Assignment :: Exactly as they appear below, repeat the lines from the one with "shrub in the picture." through the one with "bush in the picture.", and no others.

(Data excerpts)
^^^^^^^^
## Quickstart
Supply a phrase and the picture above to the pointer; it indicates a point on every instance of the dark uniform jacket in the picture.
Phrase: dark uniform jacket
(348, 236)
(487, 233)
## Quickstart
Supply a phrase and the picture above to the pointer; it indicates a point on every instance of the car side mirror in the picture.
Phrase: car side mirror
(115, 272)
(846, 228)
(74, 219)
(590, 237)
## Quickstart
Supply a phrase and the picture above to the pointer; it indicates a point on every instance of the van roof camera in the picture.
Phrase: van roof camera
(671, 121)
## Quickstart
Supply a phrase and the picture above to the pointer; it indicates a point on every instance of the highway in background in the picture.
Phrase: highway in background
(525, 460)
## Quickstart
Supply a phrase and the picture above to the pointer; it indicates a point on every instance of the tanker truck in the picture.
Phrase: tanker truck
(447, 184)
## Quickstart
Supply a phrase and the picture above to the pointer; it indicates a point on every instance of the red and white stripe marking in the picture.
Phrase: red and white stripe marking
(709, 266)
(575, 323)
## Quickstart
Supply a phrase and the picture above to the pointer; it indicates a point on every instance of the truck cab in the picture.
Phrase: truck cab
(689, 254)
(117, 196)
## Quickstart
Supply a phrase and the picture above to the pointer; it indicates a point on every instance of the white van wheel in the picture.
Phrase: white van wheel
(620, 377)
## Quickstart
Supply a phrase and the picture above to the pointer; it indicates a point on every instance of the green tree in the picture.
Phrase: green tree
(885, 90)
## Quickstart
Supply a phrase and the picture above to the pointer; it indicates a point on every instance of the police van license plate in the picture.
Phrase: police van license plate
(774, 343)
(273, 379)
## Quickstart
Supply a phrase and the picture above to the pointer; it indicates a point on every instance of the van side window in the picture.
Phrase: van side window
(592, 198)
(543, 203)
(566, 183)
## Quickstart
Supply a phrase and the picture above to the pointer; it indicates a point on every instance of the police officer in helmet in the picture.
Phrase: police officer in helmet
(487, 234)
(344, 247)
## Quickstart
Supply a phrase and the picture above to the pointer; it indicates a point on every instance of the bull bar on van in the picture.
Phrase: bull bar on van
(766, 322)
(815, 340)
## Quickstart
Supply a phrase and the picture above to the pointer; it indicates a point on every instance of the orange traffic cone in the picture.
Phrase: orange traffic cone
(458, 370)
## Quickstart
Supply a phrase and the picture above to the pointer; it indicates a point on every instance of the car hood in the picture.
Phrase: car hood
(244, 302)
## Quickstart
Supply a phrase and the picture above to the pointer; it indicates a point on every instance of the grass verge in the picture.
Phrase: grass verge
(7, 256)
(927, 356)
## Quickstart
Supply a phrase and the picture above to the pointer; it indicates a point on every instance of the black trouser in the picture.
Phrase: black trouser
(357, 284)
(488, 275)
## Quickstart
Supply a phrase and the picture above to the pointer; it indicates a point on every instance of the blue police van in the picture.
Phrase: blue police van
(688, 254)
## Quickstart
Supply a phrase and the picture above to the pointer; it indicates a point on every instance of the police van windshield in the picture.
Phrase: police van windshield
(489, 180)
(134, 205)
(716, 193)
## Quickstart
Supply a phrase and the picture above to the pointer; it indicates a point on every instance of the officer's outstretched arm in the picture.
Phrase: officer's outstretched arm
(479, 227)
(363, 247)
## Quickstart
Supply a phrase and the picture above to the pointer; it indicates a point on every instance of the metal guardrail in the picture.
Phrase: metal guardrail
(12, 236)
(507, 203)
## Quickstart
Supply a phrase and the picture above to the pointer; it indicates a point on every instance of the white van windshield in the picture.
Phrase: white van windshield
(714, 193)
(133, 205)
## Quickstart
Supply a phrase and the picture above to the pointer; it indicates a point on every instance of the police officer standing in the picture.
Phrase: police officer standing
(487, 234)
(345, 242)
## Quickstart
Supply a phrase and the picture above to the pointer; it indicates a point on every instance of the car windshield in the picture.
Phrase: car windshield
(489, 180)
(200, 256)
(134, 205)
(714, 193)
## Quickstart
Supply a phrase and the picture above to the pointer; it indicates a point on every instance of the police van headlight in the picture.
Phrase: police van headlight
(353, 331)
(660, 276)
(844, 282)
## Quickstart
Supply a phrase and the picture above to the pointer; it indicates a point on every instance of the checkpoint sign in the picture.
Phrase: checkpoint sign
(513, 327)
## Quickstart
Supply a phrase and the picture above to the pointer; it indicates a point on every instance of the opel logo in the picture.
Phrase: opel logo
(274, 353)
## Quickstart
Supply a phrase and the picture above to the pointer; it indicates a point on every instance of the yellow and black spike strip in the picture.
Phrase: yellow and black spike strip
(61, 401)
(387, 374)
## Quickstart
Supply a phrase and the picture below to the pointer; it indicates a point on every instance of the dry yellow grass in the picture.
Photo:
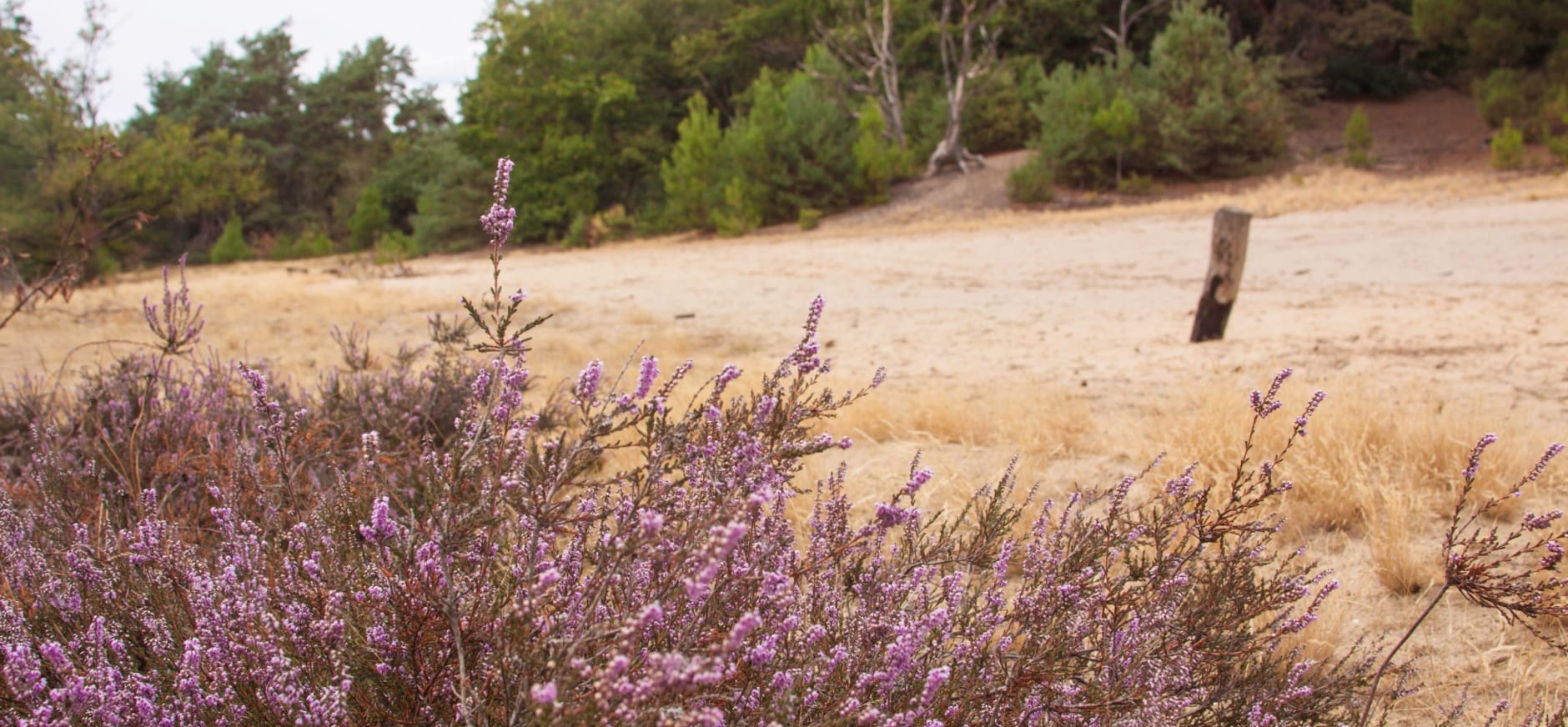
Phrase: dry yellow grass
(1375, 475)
^^^^^^^^
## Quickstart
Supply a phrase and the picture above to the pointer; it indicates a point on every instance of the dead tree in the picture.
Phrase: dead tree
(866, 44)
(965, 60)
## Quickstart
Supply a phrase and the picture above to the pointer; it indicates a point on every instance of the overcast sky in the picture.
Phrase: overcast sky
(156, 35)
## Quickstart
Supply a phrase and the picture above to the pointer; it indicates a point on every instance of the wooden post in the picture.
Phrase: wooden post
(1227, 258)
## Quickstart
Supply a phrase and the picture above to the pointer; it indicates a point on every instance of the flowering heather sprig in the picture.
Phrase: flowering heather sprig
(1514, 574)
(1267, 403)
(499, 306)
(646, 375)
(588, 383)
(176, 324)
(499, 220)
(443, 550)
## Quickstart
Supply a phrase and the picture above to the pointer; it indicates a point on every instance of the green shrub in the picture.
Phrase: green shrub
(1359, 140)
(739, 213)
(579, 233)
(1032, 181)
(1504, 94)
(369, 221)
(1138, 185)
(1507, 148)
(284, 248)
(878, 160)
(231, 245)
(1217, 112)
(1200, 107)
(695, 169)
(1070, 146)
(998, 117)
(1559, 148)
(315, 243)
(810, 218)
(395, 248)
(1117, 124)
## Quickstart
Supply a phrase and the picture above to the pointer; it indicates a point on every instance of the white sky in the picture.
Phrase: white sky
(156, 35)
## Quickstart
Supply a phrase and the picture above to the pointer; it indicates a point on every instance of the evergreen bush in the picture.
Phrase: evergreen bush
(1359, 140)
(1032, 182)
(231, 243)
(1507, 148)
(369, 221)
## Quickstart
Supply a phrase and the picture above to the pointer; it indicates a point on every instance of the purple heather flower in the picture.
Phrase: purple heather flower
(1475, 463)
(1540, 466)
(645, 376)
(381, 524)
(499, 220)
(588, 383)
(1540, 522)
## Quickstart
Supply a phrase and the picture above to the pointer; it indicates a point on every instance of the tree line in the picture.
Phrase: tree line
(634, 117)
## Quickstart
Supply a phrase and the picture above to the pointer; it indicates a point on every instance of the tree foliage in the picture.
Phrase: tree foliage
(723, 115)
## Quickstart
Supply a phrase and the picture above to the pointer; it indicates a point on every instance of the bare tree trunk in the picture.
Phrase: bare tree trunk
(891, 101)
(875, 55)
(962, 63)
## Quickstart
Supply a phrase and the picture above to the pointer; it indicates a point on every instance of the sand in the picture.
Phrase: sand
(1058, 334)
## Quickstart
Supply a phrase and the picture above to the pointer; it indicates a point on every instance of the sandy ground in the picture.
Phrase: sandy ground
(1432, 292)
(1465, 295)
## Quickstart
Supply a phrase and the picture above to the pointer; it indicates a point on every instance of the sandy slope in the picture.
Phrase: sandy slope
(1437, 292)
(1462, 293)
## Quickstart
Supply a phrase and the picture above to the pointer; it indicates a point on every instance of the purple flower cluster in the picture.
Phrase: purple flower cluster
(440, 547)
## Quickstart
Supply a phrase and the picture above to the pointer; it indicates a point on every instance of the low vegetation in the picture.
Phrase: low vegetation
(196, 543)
^^^^^^^^
Answer to the exercise ::
Supply a phrase and the picture above to the pointer; it indicates a point on every instance of the green shrub in the picture.
Phrase: green shrub
(1359, 140)
(739, 213)
(579, 233)
(1032, 181)
(1504, 94)
(369, 221)
(1138, 185)
(1507, 148)
(284, 248)
(878, 160)
(231, 245)
(1217, 112)
(1200, 107)
(695, 169)
(1070, 146)
(998, 117)
(1559, 148)
(315, 243)
(810, 218)
(395, 248)
(1117, 124)
## Quickstart
Supply a phrase and the picture above to the pointer; it indicates a point on every instance of the white sky in the picture.
Phrase: white sky
(156, 35)
## Quickstart
Supply a phrase and the picture above to the pointer; it indicates a point on every instance of the evergreen bush in the picture.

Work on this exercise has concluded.